[START DATA SHOWN]

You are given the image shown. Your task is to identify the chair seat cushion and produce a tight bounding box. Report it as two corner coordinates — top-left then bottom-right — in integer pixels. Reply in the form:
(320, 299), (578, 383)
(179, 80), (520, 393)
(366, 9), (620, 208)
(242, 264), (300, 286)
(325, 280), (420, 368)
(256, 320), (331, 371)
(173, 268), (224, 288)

[END DATA SHOWN]

WRITTEN INSTRUCTION: Copy the records above line for line, changing nothing.

CORRECT ANSWER:
You are given the image shown. Your task is to identify the chair seat cushion and produce a tight bounding box. Report it as two corner coordinates — top-left then bottom-right — in integer pixels. Reply in the form:
(320, 299), (578, 383)
(179, 80), (520, 393)
(366, 9), (620, 208)
(242, 264), (300, 286)
(325, 280), (420, 368)
(256, 320), (331, 371)
(173, 268), (224, 288)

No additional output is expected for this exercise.